- Testo fornito -
···
Un monaco tibetano mostra un ritratto del Dalai Lama per ricordare i martiri autoimmolatisi per la causa tibetana.
La Disneyland di regime sull’Himalaya, di Giampaolo Visetti, La Repubblica 05 agosto 2012
PECHINO Il Tibet chiuso agli stranieri e scosso dalle auto-immolazioni anticinesi diventa un luna park politico per turisti in cerca di folclore e souvenir. Il governo di Pechino, impegnato a nascondere i quarantaquattro roghi che da due anni fanno strage tra la popolazione in lotta per l’autonomia e per il ritorno del Dalai Lama dall’esilio, ha dato il via alla costruzione di un maxi parco divertimenti alle porte di Lhasa, con shopping center e hotel a cinque stelle. Giostre, attrazioni e ricostruzioni degli antichi villaggi himalayani racconteranno la storia della principessa Wencheng, erede della dinastia Tang, andata in sposa a un re tibetano. Il matrimonio, celebrato attorno all’anno mille dopo Cristo, secondo la propaganda cinese è la prova dell’appartenenza del Tibet storico alla Cina. La nuova “Disneyland” ideologica più alta del mondo, poco sotto quota quattromila, punta a raddoppiare le presenze turistiche nella città del Potala, abbandonata dal Dalai Lama nel 1959. Peccato che da giugno per uno straniero,o per un cinese senza un visto politico speciale, raggiungere Lhasa sia impossibile.
Pechino, a pochi mesi dal decennale passaggio dei poteri, teme che i sacrifici di monaci e ribelli tibetani possano dilagare e che le immagini delle torce umane costringano l’Occidente a scuotersi dal suo torpore.
L’obiettivo del Partito comunista è però arricchire i coloni han trasferiti nel Tibet storico e accreditare l’idea secondo cui l’area è Cina. Pechino incasserebbe così il merito di aver sviluppato l’economia di una popolazione altrimenti «abbandonata a una deriva medievale».
···
- Compiti -
(a) Nel testo fornito, sostituisca "torpore" con "letargo" e riporti il passo da "Pechino, a pochi" a "dal suo torpore.".
(b) Riassuma in due frasi l'articolo sul parco divertimenti alle porte di Lhasa.
(c) Risponda alle seguenti domande sull'articolo relativo al parco divertimenti di Lhasa:
(i) A quale dinastia apparteneva la principessa Wencheng?
(ii) In che anno il Dalai Lama ha abbandonato la città del Potala?
(iii) Quanti roghi il governo di Pechino è impegnato a nascondere?
I dati provengono da una fonte diversa.

- Contenuto dei dati -
···
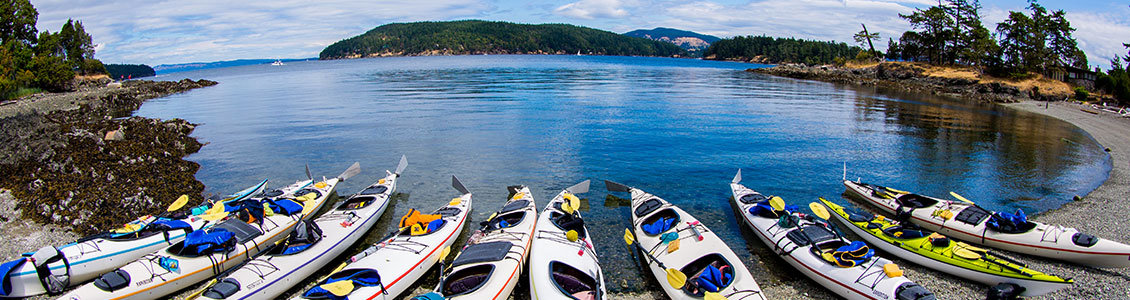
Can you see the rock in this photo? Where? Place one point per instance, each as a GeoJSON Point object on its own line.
{"type": "Point", "coordinates": [114, 135]}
···
- Risposte -
(a)
Pechino, a pochi mesi dal decennale passaggio dei poteri, teme che i sacrifici di monaci e ribelli tibetani possano dilagare e che le immagini delle torce umane costringano l’Occidente a scuotersi dal suo letargo.

(b) Il governo di Pechino ha avviato alle porte di Lhasa la costruzione di un grande parco divertimenti, con centro commerciale e hotel a cinque stelle, che racconterà la storia della principessa Wencheng, presentata dalla propaganda cinese come prova dell'appartenenza del Tibet alla Cina. Il progetto punta a raddoppiare le presenze turistiche e ad arricchire i coloni han, mentre da giugno Lhasa è irraggiungibile per gli stranieri e Pechino teme che le auto-immolazioni possano dilagare.

(c)
(i) Alla dinastia Tang.
(ii) Nel 1959.
(iii) Quarantaquattro.